== Segment start ==

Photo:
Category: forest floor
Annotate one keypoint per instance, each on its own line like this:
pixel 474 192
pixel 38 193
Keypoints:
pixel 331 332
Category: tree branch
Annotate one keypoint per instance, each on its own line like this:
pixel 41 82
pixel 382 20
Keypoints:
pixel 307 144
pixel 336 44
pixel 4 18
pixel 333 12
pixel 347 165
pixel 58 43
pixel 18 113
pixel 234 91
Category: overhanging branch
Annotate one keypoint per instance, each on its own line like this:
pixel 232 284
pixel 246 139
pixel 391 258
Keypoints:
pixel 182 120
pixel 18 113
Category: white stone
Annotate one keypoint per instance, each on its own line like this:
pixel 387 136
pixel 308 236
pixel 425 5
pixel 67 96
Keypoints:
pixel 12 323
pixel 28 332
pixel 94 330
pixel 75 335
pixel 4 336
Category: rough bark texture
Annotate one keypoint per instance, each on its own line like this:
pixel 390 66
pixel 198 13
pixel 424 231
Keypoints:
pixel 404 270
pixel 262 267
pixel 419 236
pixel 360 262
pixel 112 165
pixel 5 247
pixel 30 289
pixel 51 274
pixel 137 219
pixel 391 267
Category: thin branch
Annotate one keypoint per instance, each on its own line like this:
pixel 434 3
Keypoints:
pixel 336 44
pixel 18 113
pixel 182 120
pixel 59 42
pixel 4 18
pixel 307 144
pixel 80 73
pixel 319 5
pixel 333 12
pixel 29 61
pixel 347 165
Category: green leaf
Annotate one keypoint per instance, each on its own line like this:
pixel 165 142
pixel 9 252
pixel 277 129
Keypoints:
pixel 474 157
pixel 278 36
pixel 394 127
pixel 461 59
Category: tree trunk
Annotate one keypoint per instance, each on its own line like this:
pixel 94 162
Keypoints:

== Segment end ==

__WHAT YOU NEED TO DO__: Restate the data word for word.

__FINAL ANSWER__:
Photo:
Category: forest floor
Annotate one keypoint per instance, each on its own line like this:
pixel 474 192
pixel 38 193
Keypoints:
pixel 331 332
Category: tree branch
Annotate one keypoint per instance, each on its own line like this:
pixel 41 82
pixel 382 20
Keypoints:
pixel 307 144
pixel 336 44
pixel 4 18
pixel 333 12
pixel 347 165
pixel 58 43
pixel 18 113
pixel 234 91
Category: overhanging branch
Annotate one keypoint per instance, each on its own line like this:
pixel 232 284
pixel 246 139
pixel 391 258
Keypoints:
pixel 182 120
pixel 18 113
Category: white stone
Annotate one keypoint per instance, each on its own line like this:
pixel 387 136
pixel 308 236
pixel 425 5
pixel 67 96
Keypoints:
pixel 12 323
pixel 28 332
pixel 94 330
pixel 75 335
pixel 4 336
Category: rough bark texture
Annotate one keypoint per instance, each on its own line like this:
pixel 390 66
pixel 198 13
pixel 424 231
Keypoints:
pixel 404 270
pixel 262 267
pixel 419 236
pixel 360 262
pixel 112 165
pixel 5 247
pixel 30 289
pixel 51 274
pixel 137 219
pixel 391 267
Category: thin branch
Annotate one keypoint per instance, each on its own line like this:
pixel 434 3
Keypoints:
pixel 336 44
pixel 18 113
pixel 182 120
pixel 59 42
pixel 4 18
pixel 307 144
pixel 80 73
pixel 319 5
pixel 333 12
pixel 29 61
pixel 347 165
Category: green leaf
Annotate one keypoint per instance, each on its own line like this:
pixel 165 142
pixel 9 252
pixel 277 129
Keypoints:
pixel 474 157
pixel 278 36
pixel 394 127
pixel 461 59
Category: tree trunk
Annotate one keypoint per instance, each on its own line like this:
pixel 94 162
Keypoints:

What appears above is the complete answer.